▸ **YOUR INSTRUCTIONS**:
Print the entries below in their entirety, exactly as they are written.

(Data entries)
-- BEGIN --
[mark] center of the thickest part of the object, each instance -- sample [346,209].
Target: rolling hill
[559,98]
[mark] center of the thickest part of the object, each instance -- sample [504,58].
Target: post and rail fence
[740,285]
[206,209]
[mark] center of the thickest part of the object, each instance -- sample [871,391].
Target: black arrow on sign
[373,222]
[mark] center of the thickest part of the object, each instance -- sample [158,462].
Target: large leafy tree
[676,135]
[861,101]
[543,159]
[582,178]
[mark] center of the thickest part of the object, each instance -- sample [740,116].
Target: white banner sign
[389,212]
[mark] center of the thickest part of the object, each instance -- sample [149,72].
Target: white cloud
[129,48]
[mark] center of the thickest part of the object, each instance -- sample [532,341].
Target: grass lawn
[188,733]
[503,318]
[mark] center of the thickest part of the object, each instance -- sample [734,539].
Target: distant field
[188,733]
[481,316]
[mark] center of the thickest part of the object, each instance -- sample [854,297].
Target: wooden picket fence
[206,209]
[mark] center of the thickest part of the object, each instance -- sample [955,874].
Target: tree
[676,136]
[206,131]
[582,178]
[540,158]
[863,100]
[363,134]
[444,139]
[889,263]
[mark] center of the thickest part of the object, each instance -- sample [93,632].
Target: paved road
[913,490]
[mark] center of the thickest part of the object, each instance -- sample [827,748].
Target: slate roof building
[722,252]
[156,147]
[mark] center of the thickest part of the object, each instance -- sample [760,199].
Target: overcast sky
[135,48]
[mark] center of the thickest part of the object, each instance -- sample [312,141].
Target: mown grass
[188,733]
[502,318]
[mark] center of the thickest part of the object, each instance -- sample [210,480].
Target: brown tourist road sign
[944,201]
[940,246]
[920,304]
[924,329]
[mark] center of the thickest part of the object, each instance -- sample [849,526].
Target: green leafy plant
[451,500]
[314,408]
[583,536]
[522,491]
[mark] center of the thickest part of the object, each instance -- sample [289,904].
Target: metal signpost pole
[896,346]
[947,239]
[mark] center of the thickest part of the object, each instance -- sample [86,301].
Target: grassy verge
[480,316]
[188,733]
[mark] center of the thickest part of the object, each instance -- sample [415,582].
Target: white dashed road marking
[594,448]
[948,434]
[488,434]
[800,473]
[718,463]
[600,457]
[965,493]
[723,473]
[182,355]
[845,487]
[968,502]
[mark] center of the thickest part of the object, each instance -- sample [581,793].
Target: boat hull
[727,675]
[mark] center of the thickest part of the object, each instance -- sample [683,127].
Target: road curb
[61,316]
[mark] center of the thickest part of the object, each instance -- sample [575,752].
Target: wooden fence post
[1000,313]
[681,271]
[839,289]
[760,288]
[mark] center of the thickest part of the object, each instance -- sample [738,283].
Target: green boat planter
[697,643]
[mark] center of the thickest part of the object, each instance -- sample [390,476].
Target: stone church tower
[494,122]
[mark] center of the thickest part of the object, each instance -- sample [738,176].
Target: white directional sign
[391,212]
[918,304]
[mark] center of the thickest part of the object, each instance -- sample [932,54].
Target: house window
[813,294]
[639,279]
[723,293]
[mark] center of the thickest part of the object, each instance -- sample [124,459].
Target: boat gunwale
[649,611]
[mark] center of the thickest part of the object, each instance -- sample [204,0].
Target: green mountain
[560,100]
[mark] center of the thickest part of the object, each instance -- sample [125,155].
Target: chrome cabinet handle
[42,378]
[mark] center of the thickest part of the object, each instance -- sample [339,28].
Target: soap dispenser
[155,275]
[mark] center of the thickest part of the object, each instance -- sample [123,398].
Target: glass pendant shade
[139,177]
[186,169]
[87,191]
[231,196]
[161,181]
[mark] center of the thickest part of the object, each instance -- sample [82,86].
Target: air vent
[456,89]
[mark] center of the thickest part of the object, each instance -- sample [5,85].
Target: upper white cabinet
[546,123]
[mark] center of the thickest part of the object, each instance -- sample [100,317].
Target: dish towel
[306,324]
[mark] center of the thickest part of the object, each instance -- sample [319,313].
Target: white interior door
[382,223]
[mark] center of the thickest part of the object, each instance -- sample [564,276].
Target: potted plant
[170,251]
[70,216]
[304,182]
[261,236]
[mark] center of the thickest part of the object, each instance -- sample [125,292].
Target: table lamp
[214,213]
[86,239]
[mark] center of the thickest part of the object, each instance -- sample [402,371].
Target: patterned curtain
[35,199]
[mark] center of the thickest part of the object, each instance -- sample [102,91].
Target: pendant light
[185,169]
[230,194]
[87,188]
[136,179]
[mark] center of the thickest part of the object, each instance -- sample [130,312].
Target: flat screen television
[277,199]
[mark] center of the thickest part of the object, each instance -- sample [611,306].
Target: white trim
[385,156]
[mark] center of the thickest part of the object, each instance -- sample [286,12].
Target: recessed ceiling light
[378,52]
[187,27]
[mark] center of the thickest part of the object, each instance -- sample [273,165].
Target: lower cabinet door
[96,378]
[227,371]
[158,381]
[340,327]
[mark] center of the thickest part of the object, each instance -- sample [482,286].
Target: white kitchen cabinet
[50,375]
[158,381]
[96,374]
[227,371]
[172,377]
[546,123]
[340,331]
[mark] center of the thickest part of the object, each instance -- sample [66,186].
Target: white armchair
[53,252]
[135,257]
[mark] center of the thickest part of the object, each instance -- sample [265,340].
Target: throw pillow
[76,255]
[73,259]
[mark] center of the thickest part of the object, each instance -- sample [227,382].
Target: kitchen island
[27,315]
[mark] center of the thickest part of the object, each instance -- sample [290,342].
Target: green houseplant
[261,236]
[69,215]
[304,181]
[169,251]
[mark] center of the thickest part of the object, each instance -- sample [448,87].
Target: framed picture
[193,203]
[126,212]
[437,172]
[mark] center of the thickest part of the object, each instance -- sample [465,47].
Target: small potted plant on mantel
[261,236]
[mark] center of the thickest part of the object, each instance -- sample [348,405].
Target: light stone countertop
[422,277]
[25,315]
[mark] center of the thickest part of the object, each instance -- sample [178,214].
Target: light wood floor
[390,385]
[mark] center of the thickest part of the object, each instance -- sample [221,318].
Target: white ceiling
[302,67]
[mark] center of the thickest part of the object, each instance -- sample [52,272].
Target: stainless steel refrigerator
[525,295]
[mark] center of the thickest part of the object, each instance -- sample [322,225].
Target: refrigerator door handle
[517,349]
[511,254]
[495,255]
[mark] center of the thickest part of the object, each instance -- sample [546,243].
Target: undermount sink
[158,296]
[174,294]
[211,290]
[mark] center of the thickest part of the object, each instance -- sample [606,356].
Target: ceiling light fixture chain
-- END --
▸ **TASK SOLUTION**:
[mark] center of the thickest part of the object, each instance -- sample [346,209].
Target: rolling hill
[559,98]
[mark] center of the thickest part of the object, each instance -- sample [504,58].
Target: post and rail fence
[740,285]
[206,209]
[mark] center of the thickest part of the object, each instance -- sample [871,391].
Target: black arrow on sign
[373,222]
[mark] center of the thickest part of the object, each instance -- sample [158,462].
Target: large leafy tree
[676,135]
[861,101]
[543,159]
[582,178]
[mark] center of the thickest part of the object, each instance -- sample [740,116].
Target: white banner sign
[389,212]
[mark] center of the thickest part of the object, each instance -- sample [149,72].
Target: white cloud
[129,48]
[mark] center of the thickest part of the object, each instance -- sample [532,341].
Target: grass lawn
[188,733]
[503,318]
[mark] center of the thickest part of the object, each instance -- sample [734,539].
Target: distant field
[188,733]
[481,316]
[mark] center of the thickest part of the object, each instance -- sample [854,297].
Target: wooden picket fence
[206,209]
[mark] center of the thickest part of the object, each instance -- sample [955,874].
Target: tree
[676,136]
[206,131]
[582,178]
[540,158]
[863,100]
[363,134]
[444,139]
[889,263]
[mark] center of the thickest part of the object, each instance -- sample [93,632].
Target: paved road
[913,490]
[mark] center of the thickest part of the object, each instance -- sample [827,748].
Target: slate roof building
[722,252]
[156,147]
[mark] center of the thickest part of the object, each instance -- sample [760,199].
Target: overcast sky
[135,48]
[mark] center of the thickest part of the object, each instance -- sample [312,141].
Target: mown grass
[188,733]
[502,318]
[mark] center of the thickest part of the object, each instance -- sample [210,480].
Target: brown tourist road sign
[944,201]
[940,246]
[920,304]
[924,329]
[mark] center of the thickest part of the object, each instance -- sample [849,526].
Target: green leafy plant
[451,500]
[314,408]
[583,536]
[522,491]
[mark] center of the thickest part of the object, each instance -- sample [289,904].
Target: metal signpost pole
[896,346]
[947,239]
[mark] center of the thickest part of the object, each instance -- sample [86,301].
Target: grassy verge
[480,316]
[188,733]
[mark] center of the thickest part of the object, each instance -- sample [415,582].
Target: white dashed road marking
[594,448]
[948,434]
[488,434]
[800,473]
[718,463]
[600,457]
[965,493]
[723,473]
[182,355]
[845,487]
[968,502]
[mark] center of the thickest part of the object, each instance -- sample [581,793].
Target: boat hull
[727,675]
[mark] center of the thickest part of the object, each instance -- sample [683,127].
Target: road curb
[61,316]
[mark] center of the thickest part of the object, each instance -- sample [575,752].
Target: wooden fence post
[1000,313]
[681,271]
[839,289]
[760,288]
[mark] center of the thickest part of the object, each instance -- sample [738,283].
Target: green boat planter
[697,643]
[mark] center of the thickest part of the object, each instance -- sample [390,476].
Target: stone church tower
[494,122]
[mark] center of the thickest part of the object, each instance -- sample [738,176].
Target: white directional sign
[391,212]
[918,304]
[mark] center of the thickest part of the object, each instance -- sample [932,54].
Target: house window
[813,294]
[639,279]
[723,293]
[mark] center of the thickest part of the object, each instance -- sample [124,459].
Target: boat gunwale
[649,611]
[mark] center of the thickest part of the object, each instance -- sample [204,0].
Target: green mountain
[560,100]
[mark] center of the thickest part of the object, each instance -- sample [125,155].
Target: chrome cabinet handle
[42,378]
[mark] center of the thickest part of the object, each instance -- sample [339,28].
Target: soap dispenser
[155,275]
[mark] center of the thickest part of the object, each instance -- sample [123,398].
Target: glass pendant shade
[139,177]
[186,169]
[87,191]
[231,196]
[161,181]
[mark] center of the thickest part of the object, each instance -- sample [82,86].
Target: air vent
[456,89]
[mark] center of the thickest part of the object, each instance -- sample [5,85].
Target: upper white cabinet
[546,123]
[mark] center of the thickest part of the object, each instance -- sample [100,317].
Target: dish towel
[306,324]
[mark] center of the thickest part of the object, each instance -- sample [319,313].
Target: white interior door
[382,223]
[mark] center of the thickest part of the object, each instance -- sample [564,276].
Target: potted plant
[170,251]
[70,216]
[304,182]
[261,236]
[mark] center of the thickest part of the object, each instance -- sample [125,292].
Target: table lamp
[214,213]
[86,239]
[mark] center of the thickest part of the object, each instance -- sample [402,371].
Target: patterned curtain
[35,199]
[mark] center of the thickest part of the object, each instance -- sample [102,91].
Target: pendant light
[185,169]
[230,194]
[87,188]
[136,179]
[mark] center of the thickest part of the object, each instance -- sample [130,312].
Target: flat screen television
[277,199]
[mark] center of the thickest part of the object, each instance -- sample [611,306].
Target: white trim
[385,156]
[mark] center of the thickest part of the object, each instance -- sample [286,12].
Target: recessed ceiling light
[378,52]
[187,27]
[mark] center of the thickest part of the object, each instance -- sample [273,165].
Target: lower cabinet door
[96,378]
[227,371]
[158,381]
[340,327]
[mark] center of the thickest part of the object, each instance -- sample [482,286].
Target: white kitchen cabinet
[50,375]
[158,381]
[96,374]
[227,371]
[172,377]
[546,123]
[340,331]
[mark] center of the thickest part of the object, each instance -- sample [66,186].
Target: white armchair
[53,252]
[135,257]
[mark] center of the thickest part of the object, each instance -- sample [265,340].
Target: throw pillow
[76,255]
[73,259]
[mark] center of the thickest part of the object, each instance -- sample [227,382].
Target: kitchen island
[27,315]
[mark] center of the thickest part of the object, each instance -- sample [290,342].
Target: green houseplant
[261,236]
[69,215]
[304,181]
[169,251]
[mark] center of the thickest part of the object, each instance -- sample [448,87].
Target: framed picture
[193,203]
[126,212]
[437,172]
[mark] center of the thickest part of the object, each instance -- sample [465,47].
Target: small potted plant on mantel
[261,236]
[mark] center of the thickest part of the object, each instance -- sample [348,405].
Target: light stone countertop
[422,277]
[25,315]
[mark] center of the thickest part of the object, each instance -- sample [178,214].
Target: light wood floor
[390,385]
[mark] center of the thickest part of the object, each instance -- sample [221,318].
Target: white ceiling
[302,67]
[mark] center of the thickest part of the object, each instance -- sample [52,272].
Target: stainless steel refrigerator
[525,295]
[mark] center of the thickest part of the object, each instance -- sample [322,225].
Target: refrigerator door handle
[517,349]
[511,254]
[495,255]
[mark] center of the thickest part of the object, each instance -- sample [546,243].
Target: undermount sink
[158,296]
[174,294]
[211,290]
[mark] center of the thickest part of the object, each instance -- sample [606,356].
Target: ceiling light fixture chain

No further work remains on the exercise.